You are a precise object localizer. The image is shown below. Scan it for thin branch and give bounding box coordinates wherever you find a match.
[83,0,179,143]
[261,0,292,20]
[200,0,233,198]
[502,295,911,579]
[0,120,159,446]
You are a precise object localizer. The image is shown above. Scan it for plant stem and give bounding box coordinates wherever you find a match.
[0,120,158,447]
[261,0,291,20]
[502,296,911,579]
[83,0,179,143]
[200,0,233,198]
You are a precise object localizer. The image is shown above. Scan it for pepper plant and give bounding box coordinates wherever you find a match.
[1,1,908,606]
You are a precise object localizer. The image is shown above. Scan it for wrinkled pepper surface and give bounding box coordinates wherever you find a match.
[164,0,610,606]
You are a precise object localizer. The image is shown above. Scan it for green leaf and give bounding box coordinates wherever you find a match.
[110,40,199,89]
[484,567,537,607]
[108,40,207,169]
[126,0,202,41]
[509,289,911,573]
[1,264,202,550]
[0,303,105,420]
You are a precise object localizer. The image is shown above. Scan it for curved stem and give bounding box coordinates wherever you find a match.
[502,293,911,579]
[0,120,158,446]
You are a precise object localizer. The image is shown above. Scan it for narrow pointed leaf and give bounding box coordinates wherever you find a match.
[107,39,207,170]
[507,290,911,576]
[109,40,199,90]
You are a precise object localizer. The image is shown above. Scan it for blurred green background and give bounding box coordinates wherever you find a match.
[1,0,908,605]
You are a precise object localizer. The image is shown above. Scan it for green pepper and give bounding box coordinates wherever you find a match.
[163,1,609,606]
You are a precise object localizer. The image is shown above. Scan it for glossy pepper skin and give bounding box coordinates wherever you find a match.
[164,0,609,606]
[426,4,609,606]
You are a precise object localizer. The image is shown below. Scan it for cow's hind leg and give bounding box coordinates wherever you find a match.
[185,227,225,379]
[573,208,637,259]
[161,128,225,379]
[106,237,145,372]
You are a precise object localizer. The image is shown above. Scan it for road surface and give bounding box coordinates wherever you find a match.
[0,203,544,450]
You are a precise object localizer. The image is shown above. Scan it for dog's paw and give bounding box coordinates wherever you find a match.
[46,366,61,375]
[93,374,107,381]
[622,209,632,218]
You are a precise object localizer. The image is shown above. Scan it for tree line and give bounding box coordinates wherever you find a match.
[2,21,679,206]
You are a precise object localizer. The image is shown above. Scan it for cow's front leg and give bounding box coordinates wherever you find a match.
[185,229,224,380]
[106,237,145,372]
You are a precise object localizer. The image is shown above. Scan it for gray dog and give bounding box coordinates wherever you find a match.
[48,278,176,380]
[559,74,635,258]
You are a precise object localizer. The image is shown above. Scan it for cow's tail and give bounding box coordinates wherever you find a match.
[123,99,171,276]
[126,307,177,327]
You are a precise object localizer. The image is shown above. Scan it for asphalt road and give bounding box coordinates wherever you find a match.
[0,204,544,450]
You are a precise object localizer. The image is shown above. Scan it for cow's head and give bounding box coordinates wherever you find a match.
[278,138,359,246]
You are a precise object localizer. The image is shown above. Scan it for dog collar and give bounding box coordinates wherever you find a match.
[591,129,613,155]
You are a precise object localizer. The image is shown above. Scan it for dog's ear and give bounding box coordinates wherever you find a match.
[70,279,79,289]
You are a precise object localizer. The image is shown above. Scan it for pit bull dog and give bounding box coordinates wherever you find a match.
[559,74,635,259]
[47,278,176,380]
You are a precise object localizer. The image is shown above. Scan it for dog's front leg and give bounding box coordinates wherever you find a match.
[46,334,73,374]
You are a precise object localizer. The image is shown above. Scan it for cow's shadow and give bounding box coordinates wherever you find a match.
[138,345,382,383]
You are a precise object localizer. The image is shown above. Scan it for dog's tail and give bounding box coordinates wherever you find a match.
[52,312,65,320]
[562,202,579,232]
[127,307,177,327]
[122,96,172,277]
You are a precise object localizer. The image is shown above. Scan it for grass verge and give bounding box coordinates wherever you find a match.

[Aim of the exercise]: Retype all of the data word for word.

[Task solution]:
You are a precise object localizer. The image is shown below. Scan it for thin branch and give bounding box coordinates wherever you find a match.
[83,0,179,143]
[261,0,292,20]
[200,0,233,198]
[502,295,911,579]
[0,120,159,446]
You are a precise object localizer. The image is shown above. Scan it for plant stem and give bounding box coordinates wherever you find a match.
[0,120,158,447]
[261,0,291,20]
[502,296,911,579]
[83,0,179,143]
[200,0,233,198]
You are a precise object localizer. The image is shown above. Scan it for pepper plant and give bounding box coordinates wherever you find a match.
[1,1,908,606]
You are a precise object localizer. The image is shown above. Scan it for wrinkled pepper surface and give bounding box coordinates wherever you find a match.
[164,0,610,606]
You are a precise object localizer. The image is shown above. Scan it for green leaf and give bounding box coordinates wherever you find a match.
[110,40,199,89]
[484,567,537,607]
[108,40,207,169]
[126,0,202,41]
[509,289,911,573]
[1,264,202,550]
[0,303,105,420]
You are a precise object localizer. The image is shown above. Scan it for curved stem and give bounding box coordinates wherever you find a match.
[502,293,911,579]
[0,120,158,446]
You are a precise object localizer. The image is shown above. Scan it for narrow pointed leaf and give bounding box coordinates wherever you find a match.
[107,39,207,170]
[507,290,911,576]
[109,40,199,90]
You are a precise object localizer. The image is shown above. Scan it for blurred green background and give bounding box coordinates wherever you find a match.
[1,0,908,605]
You are a precise object localizer. The image is shown above. Scan it for green pepper and give bounding box coordinates wherever you find a match.
[163,1,609,606]
You are a precise object localizer. The image is shown above. Scan it for glossy pepper skin and give bounding box coordinates wherever you find a match.
[164,0,609,606]
[426,4,609,606]
You are a precise object localizer. The image is shown below. Scan it for cow's hind leg and give bounding box coordinates wherever you find a match.
[185,227,225,379]
[573,208,637,259]
[161,128,225,379]
[106,237,145,372]
You are a precise object localizer. The image is shown above. Scan it for road surface and give bounding box coordinates wherever you find a match.
[0,203,544,450]
You are a precise object localizer. The image is shown above. Scan it for dog's paw and give bounding box coordinates wherever you find a match.
[46,366,61,375]
[93,374,107,381]
[622,209,632,218]
You are a precise object localizer. The image is shown above. Scan it for tree line and give bounding box coordinates wherever you find a match.
[2,21,679,206]
You are a precise object localizer. The image is shown above. Scan it for cow's front leg and give bounding box coordinates wherever you find a match.
[185,229,224,380]
[106,237,145,372]
You are a precise object localizer. The image is shown above. Scan it for gray dog and give bounding box coordinates wherever you find a match.
[48,278,176,380]
[559,74,635,258]
You are a precise object localizer. The image is shown above. Scan it for cow's tail and give bounding box coordinates wherever you find a match.
[123,99,171,276]
[126,307,177,327]
You are a precise object localizer. The image is shown above. Scan it for asphalt road and give bounding box coordinates wherever you find a match.
[0,204,544,450]
You are a precise object localizer. The image is shown above. Scan it for cow's head and give bounding box coordinates wherever you find a match.
[278,138,359,246]
You are a precise object localizer. The image is shown above. Scan it for dog collar and give bounding box coordinates wherever you find a match.
[591,129,613,155]
You are a precise object localizer. The image is shown above. Scan it for dog's ear and give bounding box coordinates wherever you find a match.
[70,279,79,289]
You are a precise object localizer. The image is shown above. Scan it for pit bull dog and give bounding box coordinates wherever you find a match.
[559,74,635,259]
[47,278,176,380]
You are a precise object localizer. The image is shown above. Scan it for dog's front leg and give bounding box coordinates wherever you find a match.
[46,334,73,374]
You are a precise object localizer. The image is shown above. Scan it for cow's shadow and give bounding box coordinates wherever you find a match.
[138,345,382,383]
You are a precise object localizer. The image is shown above. Scan it for dog's tail and give bounding box coordinates wherever you find a match.
[52,312,65,320]
[562,202,579,232]
[127,307,177,327]
[122,96,172,277]
You are a precise object localizer. The image is shown above. Scan it for grass verge and give bounding box coordinates wherever you find a match.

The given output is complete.